### [Dataset records]
>>>>
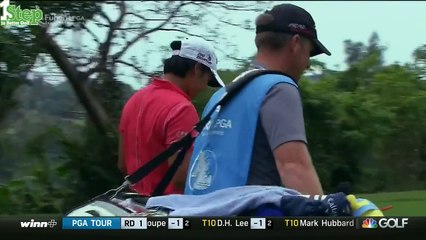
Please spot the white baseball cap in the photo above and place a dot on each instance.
(201, 51)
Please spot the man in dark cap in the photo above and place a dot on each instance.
(259, 137)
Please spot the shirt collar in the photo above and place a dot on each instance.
(166, 84)
(256, 65)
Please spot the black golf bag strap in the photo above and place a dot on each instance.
(186, 142)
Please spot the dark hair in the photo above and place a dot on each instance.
(270, 40)
(180, 66)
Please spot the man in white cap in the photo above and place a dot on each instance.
(162, 113)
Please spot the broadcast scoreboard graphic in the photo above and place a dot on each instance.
(254, 223)
(187, 227)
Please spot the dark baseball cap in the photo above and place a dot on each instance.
(289, 18)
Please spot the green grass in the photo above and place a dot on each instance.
(411, 203)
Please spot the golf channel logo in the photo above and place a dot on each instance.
(34, 224)
(369, 223)
(14, 15)
(385, 223)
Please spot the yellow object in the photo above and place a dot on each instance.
(363, 207)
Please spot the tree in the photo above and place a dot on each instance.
(131, 25)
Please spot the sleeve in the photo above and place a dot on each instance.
(180, 120)
(281, 115)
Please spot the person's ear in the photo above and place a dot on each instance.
(296, 42)
(198, 70)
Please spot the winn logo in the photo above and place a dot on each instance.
(33, 224)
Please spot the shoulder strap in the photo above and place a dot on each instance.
(186, 142)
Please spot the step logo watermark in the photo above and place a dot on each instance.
(35, 224)
(14, 15)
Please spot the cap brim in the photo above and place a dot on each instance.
(319, 48)
(217, 81)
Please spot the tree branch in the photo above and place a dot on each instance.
(178, 30)
(95, 110)
(138, 69)
(91, 33)
(143, 34)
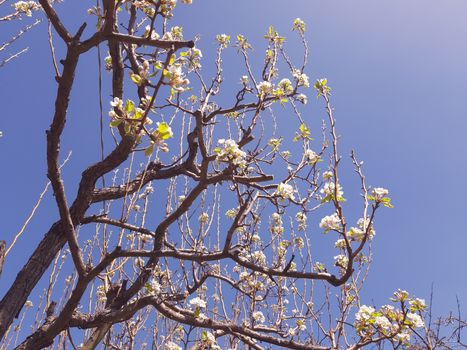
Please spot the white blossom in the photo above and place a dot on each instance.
(171, 346)
(341, 260)
(330, 222)
(415, 320)
(302, 98)
(285, 191)
(301, 78)
(329, 187)
(264, 88)
(198, 302)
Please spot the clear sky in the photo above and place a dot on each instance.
(398, 70)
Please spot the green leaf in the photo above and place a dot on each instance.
(129, 106)
(148, 151)
(136, 79)
(115, 123)
(164, 131)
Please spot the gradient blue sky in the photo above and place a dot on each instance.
(398, 70)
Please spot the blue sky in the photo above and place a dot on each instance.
(398, 71)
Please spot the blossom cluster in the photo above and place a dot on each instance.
(389, 321)
(26, 7)
(285, 191)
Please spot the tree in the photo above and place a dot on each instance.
(203, 279)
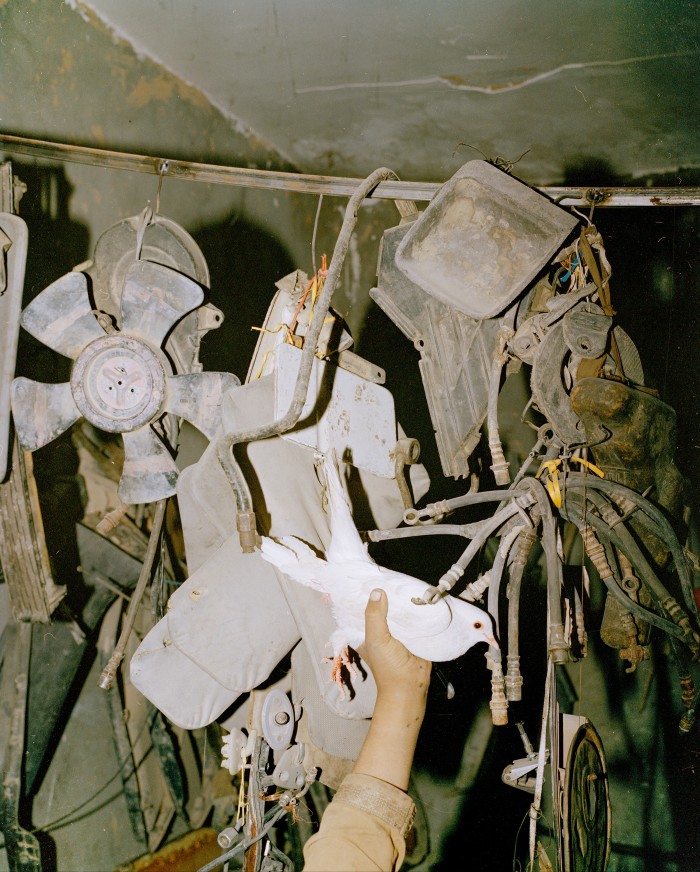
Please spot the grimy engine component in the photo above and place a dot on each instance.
(455, 350)
(122, 381)
(482, 240)
(638, 454)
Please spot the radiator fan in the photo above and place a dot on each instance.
(121, 381)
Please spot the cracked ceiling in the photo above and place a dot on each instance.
(603, 88)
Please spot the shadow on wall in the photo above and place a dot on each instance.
(244, 264)
(653, 253)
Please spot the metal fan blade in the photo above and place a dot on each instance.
(149, 471)
(197, 396)
(155, 298)
(41, 412)
(61, 316)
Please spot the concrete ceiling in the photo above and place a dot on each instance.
(341, 86)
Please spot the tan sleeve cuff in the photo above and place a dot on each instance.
(383, 800)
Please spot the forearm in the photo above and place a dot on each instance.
(387, 752)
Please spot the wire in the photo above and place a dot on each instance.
(272, 818)
(313, 235)
(63, 820)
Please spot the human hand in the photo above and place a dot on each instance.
(395, 669)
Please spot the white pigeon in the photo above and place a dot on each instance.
(438, 632)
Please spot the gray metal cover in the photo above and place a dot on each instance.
(482, 240)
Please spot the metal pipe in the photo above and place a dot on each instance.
(608, 579)
(444, 507)
(557, 644)
(579, 481)
(514, 680)
(245, 519)
(499, 464)
(110, 670)
(621, 537)
(311, 184)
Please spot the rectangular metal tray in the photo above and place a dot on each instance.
(482, 240)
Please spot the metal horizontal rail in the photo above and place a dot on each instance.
(310, 184)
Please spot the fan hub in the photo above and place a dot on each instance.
(118, 383)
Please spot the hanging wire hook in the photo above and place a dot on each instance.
(162, 170)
<<<<
### [Activity]
Only the lines from the one with "Please spot the shadow" to the end of the entries above belong in your answer. Retype them exactly.

### [Result of this task]
Please spot the shadow on wall in the photo above and place a dot on each instance.
(244, 264)
(653, 253)
Please spot the metal fan blade in the photo above and place a dot on each instance.
(149, 471)
(197, 396)
(155, 298)
(41, 412)
(61, 316)
Please spot the concrete ceiling in the photo above and place a dot on each instance.
(341, 86)
Please spot the tan sleeve cuff in the photo above and place a dot on each instance.
(383, 800)
Please spot the forearm in the photo above and place a dot on each instance.
(387, 752)
Please spot the wire in the photo above and place a dot on each instance.
(272, 818)
(313, 235)
(63, 820)
Please spot the human hand in the photo above and place a dot on each instance.
(395, 669)
Please spot the white pigeon in the photo above and place a dot on each instance.
(438, 632)
Please spot the gray metal cover in the photo above and place a dot on each instance.
(482, 240)
Please spot the metal pipe in the photo above and place a dot on each instance.
(608, 579)
(444, 507)
(557, 644)
(579, 481)
(514, 680)
(245, 519)
(499, 464)
(110, 670)
(621, 537)
(311, 184)
Please spot the rectangular metal tray in the photo above and place a dot on each instance.
(482, 240)
Please spot the metal horizontal rail in the photo above and place a dot on each instance.
(310, 184)
Please spot the fan hub in the photo above and place a dot on each instance.
(118, 383)
Please spot the hanging wire hook in the photo above and place a dot on each instance.
(162, 170)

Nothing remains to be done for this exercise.